Dataset extract:
▶
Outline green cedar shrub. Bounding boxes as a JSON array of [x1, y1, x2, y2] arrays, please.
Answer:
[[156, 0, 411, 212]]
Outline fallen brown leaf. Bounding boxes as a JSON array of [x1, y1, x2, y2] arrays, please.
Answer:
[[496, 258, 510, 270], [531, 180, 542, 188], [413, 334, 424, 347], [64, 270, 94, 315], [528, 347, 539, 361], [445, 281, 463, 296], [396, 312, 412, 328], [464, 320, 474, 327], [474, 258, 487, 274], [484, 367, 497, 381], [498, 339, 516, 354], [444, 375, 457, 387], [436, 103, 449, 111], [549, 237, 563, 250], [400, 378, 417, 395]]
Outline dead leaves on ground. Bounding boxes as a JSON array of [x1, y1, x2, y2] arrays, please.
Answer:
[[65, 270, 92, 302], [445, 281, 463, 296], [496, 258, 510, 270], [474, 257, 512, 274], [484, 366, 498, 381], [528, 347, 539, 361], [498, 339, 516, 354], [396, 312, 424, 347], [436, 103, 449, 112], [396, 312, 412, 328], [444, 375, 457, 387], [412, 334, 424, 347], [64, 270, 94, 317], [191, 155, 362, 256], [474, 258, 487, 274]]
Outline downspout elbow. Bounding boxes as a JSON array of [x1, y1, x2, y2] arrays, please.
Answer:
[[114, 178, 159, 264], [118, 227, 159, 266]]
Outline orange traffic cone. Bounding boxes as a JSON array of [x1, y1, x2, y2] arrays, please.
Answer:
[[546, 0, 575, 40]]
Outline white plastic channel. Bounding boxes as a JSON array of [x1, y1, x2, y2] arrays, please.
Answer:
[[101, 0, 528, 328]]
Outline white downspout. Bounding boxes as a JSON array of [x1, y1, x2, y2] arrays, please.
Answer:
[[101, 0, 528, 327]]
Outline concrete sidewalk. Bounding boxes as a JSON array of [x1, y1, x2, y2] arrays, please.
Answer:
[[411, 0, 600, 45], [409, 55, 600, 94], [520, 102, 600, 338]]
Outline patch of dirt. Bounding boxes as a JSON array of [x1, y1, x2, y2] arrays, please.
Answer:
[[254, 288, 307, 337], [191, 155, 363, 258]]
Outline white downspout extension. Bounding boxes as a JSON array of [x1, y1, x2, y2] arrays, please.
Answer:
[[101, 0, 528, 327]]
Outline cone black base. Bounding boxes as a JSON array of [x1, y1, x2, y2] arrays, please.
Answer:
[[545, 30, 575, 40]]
◀
Exercise details:
Search the data above for the word "downspout" and show every line that has it.

Response to the exercise:
Outline downspout elbow. Bounding boxes as a JSON array of [x1, y1, x2, y2] arrays, please.
Outline white downspout. Bounding boxes as a JSON array of [x1, y1, x2, y2] arrays, please.
Outline white downspout extension. Bounding boxes as a JSON array of [x1, y1, x2, y2] arrays, please.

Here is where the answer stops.